----- Given data -----

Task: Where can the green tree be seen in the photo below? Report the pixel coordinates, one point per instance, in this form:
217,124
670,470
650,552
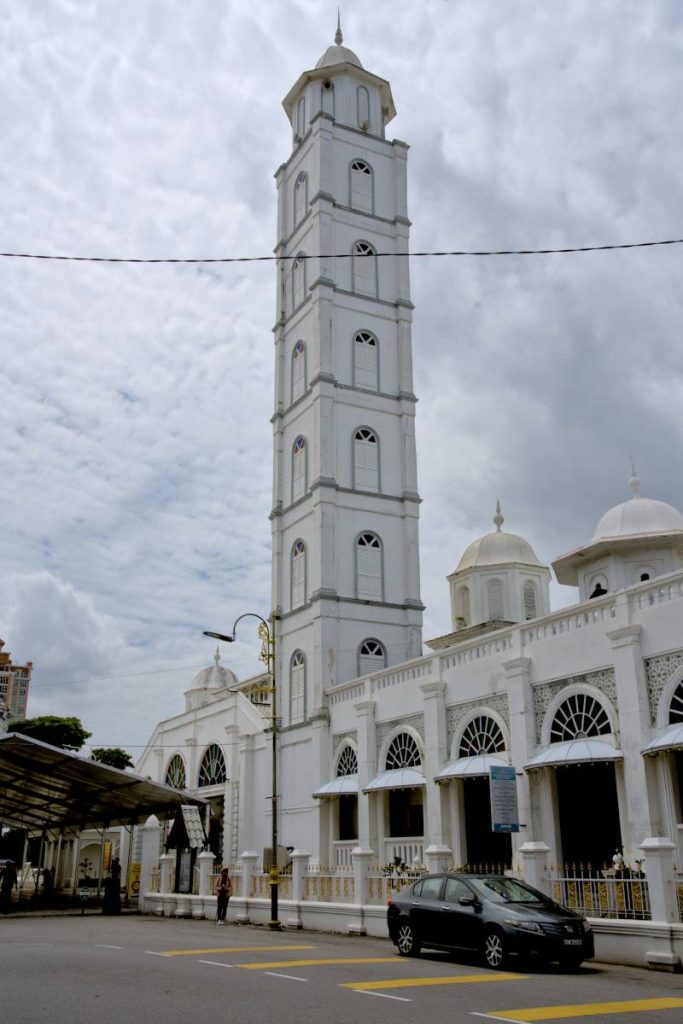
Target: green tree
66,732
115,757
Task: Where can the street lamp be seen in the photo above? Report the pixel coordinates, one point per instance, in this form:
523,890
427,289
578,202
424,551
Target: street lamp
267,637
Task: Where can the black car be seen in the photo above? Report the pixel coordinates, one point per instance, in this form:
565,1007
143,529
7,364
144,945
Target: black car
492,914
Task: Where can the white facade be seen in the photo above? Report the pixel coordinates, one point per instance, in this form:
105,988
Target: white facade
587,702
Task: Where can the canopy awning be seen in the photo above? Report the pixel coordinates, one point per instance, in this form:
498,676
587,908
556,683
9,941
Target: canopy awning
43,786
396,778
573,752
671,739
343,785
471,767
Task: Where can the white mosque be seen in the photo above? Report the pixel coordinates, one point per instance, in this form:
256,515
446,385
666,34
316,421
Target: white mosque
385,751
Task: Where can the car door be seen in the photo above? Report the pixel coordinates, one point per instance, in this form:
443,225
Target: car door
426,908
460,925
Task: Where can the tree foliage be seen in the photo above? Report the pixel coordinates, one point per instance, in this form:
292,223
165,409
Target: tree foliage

-----

*What needs to be done*: In the stretch from the line containing "Task: Where can the black" through the last line, swap every "pixel coordinates" for "image coordinates" and leave everything else unchanged. Return only that stretch of lines.

*Answer below*:
Task: Where can the black car be seen in the photo above? Report the image coordinates, one point per instance, in this form:
565,1007
143,529
7,364
144,945
Target: black car
492,914
Task: Where can the white facade be seen in the photo above? Report the image coordinates, one point per instance, in this form:
105,988
Target: white facade
587,702
Task: Where can the canopy awning be seen in the photo above? Report the image coordinates, one point per instance, in this form:
498,676
587,908
556,683
9,941
Target: canopy awning
43,786
396,778
573,752
671,739
343,785
471,767
Task: Where can the white mosque be seen in the photo above? Report the image coordinates, one point per instance, in this form:
256,515
446,385
666,34
316,421
Target: white mosque
385,751
Task: Where can the car door be seen in the photo above? Report the image coordinates, one point per instance, in this form:
443,225
Target: car door
426,908
460,925
Task: Where can the tree foliage be seen in the photo above? Report the image coordinates, one point per instance, in this form:
292,223
165,409
Target: tree foliage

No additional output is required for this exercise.